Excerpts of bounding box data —
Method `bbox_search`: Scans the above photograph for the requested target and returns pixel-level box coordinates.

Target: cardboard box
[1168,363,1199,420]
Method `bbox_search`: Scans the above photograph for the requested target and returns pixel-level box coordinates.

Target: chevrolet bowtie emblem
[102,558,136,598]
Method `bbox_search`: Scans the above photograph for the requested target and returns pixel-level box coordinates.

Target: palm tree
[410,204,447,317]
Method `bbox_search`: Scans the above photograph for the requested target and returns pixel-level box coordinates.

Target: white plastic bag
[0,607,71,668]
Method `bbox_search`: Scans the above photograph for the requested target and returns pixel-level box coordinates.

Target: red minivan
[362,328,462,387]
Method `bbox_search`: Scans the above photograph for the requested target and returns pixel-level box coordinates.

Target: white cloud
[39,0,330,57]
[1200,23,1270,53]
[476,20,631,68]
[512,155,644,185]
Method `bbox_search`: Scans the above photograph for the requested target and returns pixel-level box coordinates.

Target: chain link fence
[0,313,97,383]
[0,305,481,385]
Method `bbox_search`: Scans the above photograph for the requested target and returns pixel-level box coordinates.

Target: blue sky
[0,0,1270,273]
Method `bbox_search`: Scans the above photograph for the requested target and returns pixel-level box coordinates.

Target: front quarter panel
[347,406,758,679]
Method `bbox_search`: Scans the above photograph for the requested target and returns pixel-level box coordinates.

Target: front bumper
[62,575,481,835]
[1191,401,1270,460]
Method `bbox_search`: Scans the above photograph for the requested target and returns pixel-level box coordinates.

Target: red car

PROBLEM TO WORK ON — Copy the listing above word for word, keeping every line unchanged.

SOLUTION TO THIS EXERCISE —
Method `bbox_search`: Scans the above photograph for the requested target and returns pixel-level box coordinates.

Target: cardboard box
[1168,363,1199,420]
Method `bbox_search`: Scans the above photograph for the requested target and returns pixel-level box coordinates.

Target: chevrolet bowtie emblem
[102,558,136,598]
Method `bbox_search`: Scans the above photograph for the requested target and returns pixel-level box coordinates.

Target: palm tree
[410,204,447,317]
Method `bbox_search`: Scans the above photograph for the requested target and returns pixel-level box coordinates.

Target: white plastic bag
[0,607,71,668]
Method `bbox_search`: Scans the above photograph for the requested target and returns pixel-level box coordinates.

Target: red minivan
[362,328,462,387]
Method `bbox_search`: Scans the above photograph for the requested target and returns pixel-level box coordinates.

Target: white cloud
[39,0,330,57]
[1200,23,1270,53]
[476,20,631,68]
[512,155,644,185]
Method `bbox_search`: Scans the above photograph for the requested target and returns pixel-level box coordinates.

Target: chain link fence
[0,313,97,383]
[0,305,481,385]
Method `bbox_search`: Scans the above photograph for the requested target and returns pixel-level box coordinates.

Target: blue sky
[0,0,1270,273]
Method `bbox_search`: Scans the above photograph for the requested target and returns pixel-level box coordinates.

Target: front quarter panel
[347,406,758,679]
Method `bbox_search`: Scans the above photograph for the requested target and returns pixel-level box coordinates.

Target: front bumper
[62,575,481,835]
[1191,401,1270,460]
Method `bbox_search`: Scans the above photograph for the requested target and returns pixel-level box coordinates.

Target: red car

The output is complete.